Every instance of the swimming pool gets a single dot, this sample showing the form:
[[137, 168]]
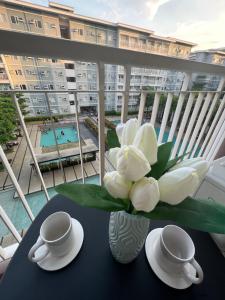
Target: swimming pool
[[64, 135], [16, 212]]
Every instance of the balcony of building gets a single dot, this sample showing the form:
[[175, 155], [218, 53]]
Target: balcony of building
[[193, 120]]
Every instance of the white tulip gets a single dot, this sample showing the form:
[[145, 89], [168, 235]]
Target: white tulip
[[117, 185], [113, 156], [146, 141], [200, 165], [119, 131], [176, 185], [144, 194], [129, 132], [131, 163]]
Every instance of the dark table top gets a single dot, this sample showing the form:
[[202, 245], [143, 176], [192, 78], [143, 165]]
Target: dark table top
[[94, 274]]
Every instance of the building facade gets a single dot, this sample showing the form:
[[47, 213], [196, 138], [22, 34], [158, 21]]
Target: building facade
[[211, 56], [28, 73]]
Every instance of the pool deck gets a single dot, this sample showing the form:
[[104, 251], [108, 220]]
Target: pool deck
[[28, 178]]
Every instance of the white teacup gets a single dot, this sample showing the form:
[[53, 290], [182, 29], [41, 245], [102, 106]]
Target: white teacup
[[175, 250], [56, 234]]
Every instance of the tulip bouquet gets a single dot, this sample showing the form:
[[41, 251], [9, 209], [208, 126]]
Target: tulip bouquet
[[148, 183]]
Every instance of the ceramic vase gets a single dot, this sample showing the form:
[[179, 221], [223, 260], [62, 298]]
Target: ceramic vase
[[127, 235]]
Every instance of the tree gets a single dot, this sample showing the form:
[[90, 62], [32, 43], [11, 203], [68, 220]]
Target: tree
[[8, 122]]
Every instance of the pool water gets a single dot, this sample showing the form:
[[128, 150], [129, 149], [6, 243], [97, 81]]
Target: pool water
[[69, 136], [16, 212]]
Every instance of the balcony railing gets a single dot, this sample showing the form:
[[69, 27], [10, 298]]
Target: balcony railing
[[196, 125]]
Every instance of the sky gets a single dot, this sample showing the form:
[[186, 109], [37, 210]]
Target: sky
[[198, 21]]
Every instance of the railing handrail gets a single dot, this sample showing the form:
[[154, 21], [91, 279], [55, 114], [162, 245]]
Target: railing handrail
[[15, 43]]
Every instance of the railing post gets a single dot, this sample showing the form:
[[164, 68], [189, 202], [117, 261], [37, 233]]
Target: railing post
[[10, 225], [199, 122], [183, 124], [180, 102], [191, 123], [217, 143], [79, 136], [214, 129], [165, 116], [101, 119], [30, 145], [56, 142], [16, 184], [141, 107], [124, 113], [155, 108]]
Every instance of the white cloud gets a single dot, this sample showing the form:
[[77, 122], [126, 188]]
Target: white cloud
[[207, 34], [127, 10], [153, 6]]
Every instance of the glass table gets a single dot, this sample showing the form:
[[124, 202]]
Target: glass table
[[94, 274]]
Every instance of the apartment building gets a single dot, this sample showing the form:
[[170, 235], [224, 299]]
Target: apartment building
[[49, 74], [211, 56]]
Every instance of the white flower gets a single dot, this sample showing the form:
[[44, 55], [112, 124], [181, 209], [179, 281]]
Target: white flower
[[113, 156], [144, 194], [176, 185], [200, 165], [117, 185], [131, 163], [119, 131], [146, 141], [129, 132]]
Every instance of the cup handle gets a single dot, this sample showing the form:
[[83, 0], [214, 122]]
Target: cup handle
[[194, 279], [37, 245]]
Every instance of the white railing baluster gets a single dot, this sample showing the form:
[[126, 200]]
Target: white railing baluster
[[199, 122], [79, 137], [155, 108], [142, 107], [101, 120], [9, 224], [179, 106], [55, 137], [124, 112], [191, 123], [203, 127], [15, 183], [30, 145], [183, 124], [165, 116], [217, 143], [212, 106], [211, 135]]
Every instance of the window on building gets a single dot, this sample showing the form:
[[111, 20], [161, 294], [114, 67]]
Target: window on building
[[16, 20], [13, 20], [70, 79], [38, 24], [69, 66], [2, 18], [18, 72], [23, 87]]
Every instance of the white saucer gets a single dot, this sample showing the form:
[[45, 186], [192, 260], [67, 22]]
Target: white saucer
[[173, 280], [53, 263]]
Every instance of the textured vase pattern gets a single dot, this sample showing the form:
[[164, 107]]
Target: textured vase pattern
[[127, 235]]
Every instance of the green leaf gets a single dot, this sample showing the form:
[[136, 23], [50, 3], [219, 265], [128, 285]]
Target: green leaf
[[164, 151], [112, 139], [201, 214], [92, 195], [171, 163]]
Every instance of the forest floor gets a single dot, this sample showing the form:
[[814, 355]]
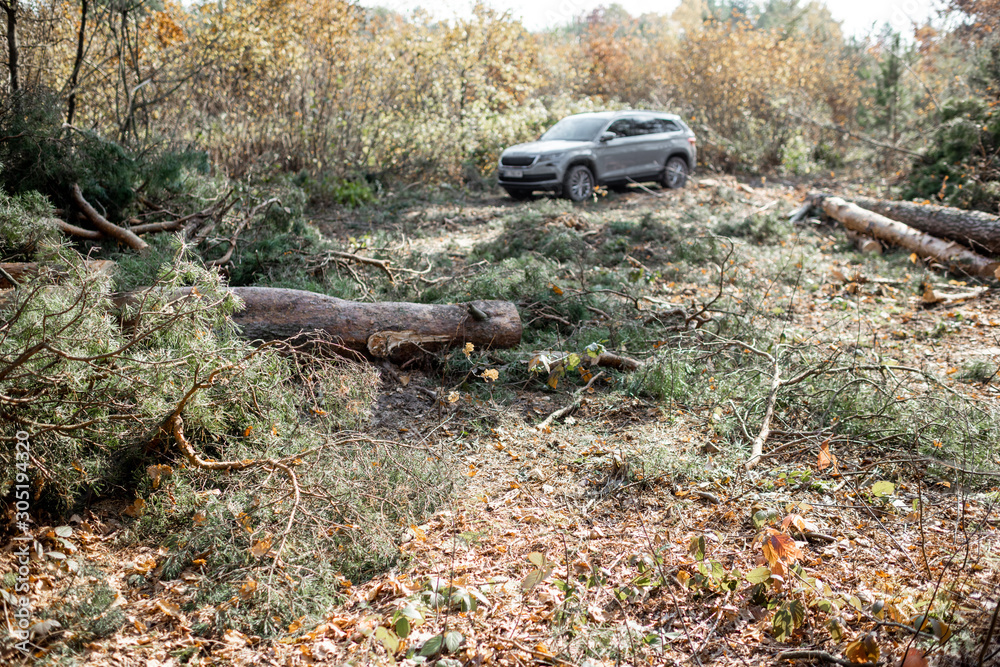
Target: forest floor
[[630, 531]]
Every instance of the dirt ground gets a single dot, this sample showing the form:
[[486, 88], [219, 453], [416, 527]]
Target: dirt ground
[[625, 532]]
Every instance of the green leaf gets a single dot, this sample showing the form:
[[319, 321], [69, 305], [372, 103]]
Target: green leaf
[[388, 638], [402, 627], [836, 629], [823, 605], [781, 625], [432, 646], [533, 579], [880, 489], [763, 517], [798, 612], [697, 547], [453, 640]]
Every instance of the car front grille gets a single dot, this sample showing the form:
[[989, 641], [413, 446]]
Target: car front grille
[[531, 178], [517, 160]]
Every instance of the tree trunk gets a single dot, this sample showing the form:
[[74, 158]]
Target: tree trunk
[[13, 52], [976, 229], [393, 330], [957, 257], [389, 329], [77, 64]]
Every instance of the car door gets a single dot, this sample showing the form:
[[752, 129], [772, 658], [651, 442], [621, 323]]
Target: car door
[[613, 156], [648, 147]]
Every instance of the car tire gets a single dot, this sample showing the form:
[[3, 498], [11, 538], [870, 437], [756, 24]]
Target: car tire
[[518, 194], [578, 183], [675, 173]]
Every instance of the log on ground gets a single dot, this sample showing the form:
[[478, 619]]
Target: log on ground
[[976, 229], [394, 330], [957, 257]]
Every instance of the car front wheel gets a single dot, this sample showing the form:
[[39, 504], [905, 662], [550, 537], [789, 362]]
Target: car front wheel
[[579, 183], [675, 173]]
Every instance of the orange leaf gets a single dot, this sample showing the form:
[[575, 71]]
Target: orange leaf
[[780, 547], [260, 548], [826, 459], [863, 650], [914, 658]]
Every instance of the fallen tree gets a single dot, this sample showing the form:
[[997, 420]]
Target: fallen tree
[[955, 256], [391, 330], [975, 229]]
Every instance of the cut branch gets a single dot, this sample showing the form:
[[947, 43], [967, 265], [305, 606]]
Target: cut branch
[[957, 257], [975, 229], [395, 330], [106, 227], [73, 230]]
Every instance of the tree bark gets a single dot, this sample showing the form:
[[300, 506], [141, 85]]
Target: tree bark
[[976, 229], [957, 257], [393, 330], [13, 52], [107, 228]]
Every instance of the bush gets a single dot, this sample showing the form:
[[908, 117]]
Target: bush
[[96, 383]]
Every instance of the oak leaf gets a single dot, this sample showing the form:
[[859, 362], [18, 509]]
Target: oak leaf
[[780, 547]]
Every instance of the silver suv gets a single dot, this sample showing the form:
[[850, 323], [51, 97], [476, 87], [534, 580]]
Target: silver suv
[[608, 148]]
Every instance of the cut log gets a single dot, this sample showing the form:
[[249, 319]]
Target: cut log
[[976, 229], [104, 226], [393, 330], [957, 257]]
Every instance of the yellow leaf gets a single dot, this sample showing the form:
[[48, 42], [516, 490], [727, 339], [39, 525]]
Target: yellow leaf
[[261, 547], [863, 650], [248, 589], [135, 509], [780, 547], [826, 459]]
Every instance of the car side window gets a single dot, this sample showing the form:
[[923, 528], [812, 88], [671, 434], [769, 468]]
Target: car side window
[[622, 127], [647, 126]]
--
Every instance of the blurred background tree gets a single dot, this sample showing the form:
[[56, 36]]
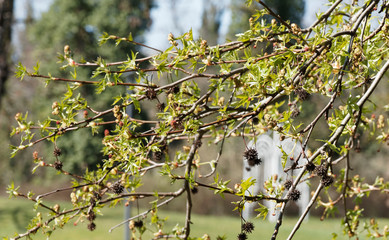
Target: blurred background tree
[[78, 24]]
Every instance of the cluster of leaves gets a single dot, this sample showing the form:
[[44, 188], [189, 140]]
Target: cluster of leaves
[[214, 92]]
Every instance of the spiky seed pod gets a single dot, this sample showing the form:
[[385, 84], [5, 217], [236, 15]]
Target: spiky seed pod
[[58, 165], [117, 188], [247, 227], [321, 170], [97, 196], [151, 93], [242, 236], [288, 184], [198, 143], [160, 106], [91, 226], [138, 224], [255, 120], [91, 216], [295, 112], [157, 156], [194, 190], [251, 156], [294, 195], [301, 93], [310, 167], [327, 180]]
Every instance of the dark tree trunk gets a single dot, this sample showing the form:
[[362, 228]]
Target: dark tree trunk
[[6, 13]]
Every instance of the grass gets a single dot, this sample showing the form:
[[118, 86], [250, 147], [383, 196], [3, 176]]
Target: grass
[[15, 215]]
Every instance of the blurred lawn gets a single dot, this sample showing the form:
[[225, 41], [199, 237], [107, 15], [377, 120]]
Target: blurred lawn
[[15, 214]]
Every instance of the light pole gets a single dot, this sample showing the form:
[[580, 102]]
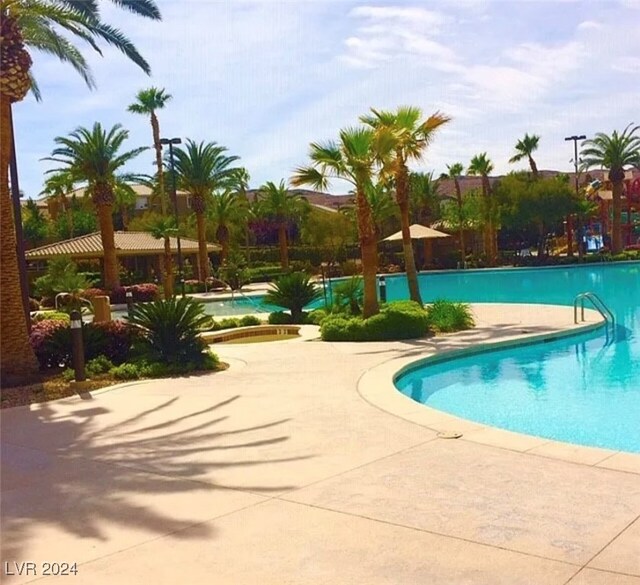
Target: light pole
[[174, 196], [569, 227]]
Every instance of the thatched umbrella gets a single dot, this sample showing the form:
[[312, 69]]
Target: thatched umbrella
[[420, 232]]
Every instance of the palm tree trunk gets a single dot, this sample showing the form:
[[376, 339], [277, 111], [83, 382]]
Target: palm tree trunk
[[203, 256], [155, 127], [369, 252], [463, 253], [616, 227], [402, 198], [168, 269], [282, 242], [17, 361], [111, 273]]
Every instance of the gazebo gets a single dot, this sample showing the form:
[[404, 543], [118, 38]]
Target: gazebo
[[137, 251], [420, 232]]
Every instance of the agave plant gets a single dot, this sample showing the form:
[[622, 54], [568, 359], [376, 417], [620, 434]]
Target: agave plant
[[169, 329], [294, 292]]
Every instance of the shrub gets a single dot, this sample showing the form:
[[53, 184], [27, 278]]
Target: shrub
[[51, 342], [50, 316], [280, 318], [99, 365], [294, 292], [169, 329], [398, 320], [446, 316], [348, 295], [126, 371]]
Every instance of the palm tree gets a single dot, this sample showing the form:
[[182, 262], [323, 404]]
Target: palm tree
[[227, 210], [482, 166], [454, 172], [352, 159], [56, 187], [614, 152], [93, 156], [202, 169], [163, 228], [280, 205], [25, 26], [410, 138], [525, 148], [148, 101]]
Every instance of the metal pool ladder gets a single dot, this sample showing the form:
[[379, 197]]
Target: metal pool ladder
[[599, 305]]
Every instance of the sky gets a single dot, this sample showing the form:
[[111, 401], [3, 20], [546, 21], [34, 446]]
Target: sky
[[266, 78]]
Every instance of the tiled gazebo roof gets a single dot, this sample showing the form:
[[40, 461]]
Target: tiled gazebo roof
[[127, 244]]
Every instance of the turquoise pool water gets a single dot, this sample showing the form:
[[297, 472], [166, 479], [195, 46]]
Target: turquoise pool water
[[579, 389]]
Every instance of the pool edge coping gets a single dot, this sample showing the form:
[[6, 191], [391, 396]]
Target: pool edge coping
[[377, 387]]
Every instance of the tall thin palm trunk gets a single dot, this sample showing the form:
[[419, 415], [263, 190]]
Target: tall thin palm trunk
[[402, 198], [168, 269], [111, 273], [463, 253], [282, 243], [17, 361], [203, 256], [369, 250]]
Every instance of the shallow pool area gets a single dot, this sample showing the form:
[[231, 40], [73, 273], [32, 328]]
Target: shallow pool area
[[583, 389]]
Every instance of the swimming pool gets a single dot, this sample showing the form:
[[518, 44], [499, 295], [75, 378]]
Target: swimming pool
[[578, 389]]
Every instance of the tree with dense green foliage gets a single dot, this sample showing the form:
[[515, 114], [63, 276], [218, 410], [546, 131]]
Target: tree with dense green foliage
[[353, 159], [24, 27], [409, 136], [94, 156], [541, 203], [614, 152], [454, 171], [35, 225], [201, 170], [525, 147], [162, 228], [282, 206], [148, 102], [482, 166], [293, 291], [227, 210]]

▶ **Required work**: Format the lines of the entries above as a JSON list of strings, one string per line and blank lines omitted, starting with the line that contains "Every instance of the bush" and going on through the line that contains "[[976, 229], [104, 226], [393, 330], [957, 257]]".

▶ **Full solution**:
[
  "Every instance of the bush gets a single dot, this sample showing the form:",
  "[[908, 117]]",
  "Target: bush",
  "[[96, 383]]",
  "Every instance of the oak leaf gets a single dot, this sample showing the form:",
  "[[859, 362], [18, 509]]",
  "Target: oak leaf",
  "[[780, 547]]",
  "Every instance of the silver suv gets a single dot, this sample showing the form:",
  "[[850, 323], [51, 97], [476, 87], [534, 580]]",
  "Target: silver suv",
  "[[608, 148]]",
  "Every instance of the cut log gets a single dot, this sample showing the form:",
  "[[249, 319]]",
  "Target: cut log",
  "[[976, 229], [104, 226], [393, 330], [957, 257]]"
]